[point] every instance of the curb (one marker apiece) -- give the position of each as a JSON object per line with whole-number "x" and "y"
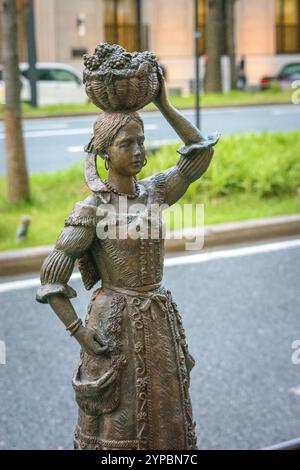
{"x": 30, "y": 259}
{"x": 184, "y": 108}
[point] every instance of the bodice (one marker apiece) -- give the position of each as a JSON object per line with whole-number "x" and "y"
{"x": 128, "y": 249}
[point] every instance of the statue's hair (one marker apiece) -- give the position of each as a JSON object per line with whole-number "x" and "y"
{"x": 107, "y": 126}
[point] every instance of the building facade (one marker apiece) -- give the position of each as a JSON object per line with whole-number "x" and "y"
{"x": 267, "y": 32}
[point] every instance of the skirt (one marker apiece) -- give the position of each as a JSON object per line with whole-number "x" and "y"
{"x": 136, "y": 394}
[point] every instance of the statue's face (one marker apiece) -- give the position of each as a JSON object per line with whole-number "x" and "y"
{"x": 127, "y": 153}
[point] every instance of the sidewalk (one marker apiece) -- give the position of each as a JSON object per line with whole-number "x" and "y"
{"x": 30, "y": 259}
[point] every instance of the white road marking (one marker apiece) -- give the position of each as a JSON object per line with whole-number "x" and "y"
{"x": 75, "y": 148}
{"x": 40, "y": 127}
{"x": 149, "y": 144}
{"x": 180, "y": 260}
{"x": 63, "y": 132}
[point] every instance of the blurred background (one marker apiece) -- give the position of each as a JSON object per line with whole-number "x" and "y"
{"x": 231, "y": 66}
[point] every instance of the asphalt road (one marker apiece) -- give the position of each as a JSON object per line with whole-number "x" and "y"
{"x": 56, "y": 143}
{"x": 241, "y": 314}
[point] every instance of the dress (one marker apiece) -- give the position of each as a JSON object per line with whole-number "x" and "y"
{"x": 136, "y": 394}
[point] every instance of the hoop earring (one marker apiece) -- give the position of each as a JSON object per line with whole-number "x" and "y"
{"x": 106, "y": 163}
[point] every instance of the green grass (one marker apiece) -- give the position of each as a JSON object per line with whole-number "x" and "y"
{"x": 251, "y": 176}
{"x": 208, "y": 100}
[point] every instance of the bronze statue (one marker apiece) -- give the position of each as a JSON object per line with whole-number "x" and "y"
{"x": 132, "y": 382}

● ● ● ● ●

HOW TO COMPLETE THIS TASK:
Write out the whole listing again, exactly, with no pictures.

WRITTEN ANSWER:
[point] every instance of the curb (one marker apiece) -- give the position of each as a JSON object per line with whole-number "x" and "y"
{"x": 30, "y": 259}
{"x": 184, "y": 108}
[point] every instance of the bodice (one marker apiece) -- give the position of each as a JSON object per line with whole-number "x" and "y"
{"x": 128, "y": 249}
[point] every instance of the statue's hair (one marker apiece) -- give the position of each as a JSON object per line with whole-number "x" and "y"
{"x": 107, "y": 126}
[point] every instance of the building facade (one marker apiece) -- give the position of each as a JSON object per line with whole-number "x" and "y"
{"x": 267, "y": 32}
[point] every instance of the skirt (one marker apiece) -- give the position of each as a JSON object per line with whole-number "x" and "y"
{"x": 136, "y": 394}
[point] every instance of the statue's face (one marker apiece) -- give the position of each as a JSON object per line with whole-number "x" and "y"
{"x": 127, "y": 153}
[point] every instance of the sidewalk (one marker apiece) -- give the position of each as a JSON object per line with whole-number "x" and "y"
{"x": 30, "y": 259}
[point] every instance of the white road marking (one marker apiece) -- give the position of each as a JSON object per line with whole-number "x" and "y"
{"x": 75, "y": 148}
{"x": 40, "y": 127}
{"x": 149, "y": 144}
{"x": 180, "y": 260}
{"x": 63, "y": 132}
[point] every instance of the blurred background (one marker apiece) -- give the position of each as a JSON object per line with whole-number "x" and "y"
{"x": 231, "y": 66}
[point] every instance of the asphalt road (one marker apiece) -- give the position of each as a JSON object per line with whole-number "x" and "y"
{"x": 56, "y": 143}
{"x": 241, "y": 314}
[point] every instance of the dress (one marker apiece) -- give the position of each as a JSON object per line with whole-number "x" and "y"
{"x": 136, "y": 394}
[point] every instance of the hoop earring (one marker apiece) -- give the position of each as a JSON object per line with whole-number "x" and "y"
{"x": 106, "y": 163}
[point] every instance of the green grass (one marker apiece) -- give the position of each as a JSON object per line with whole-number "x" and "y"
{"x": 251, "y": 176}
{"x": 208, "y": 100}
[point] every instance of the bronze statue (one marker apiece) -- give the position of each as a JSON object per line with whole-number "x" and "y"
{"x": 132, "y": 382}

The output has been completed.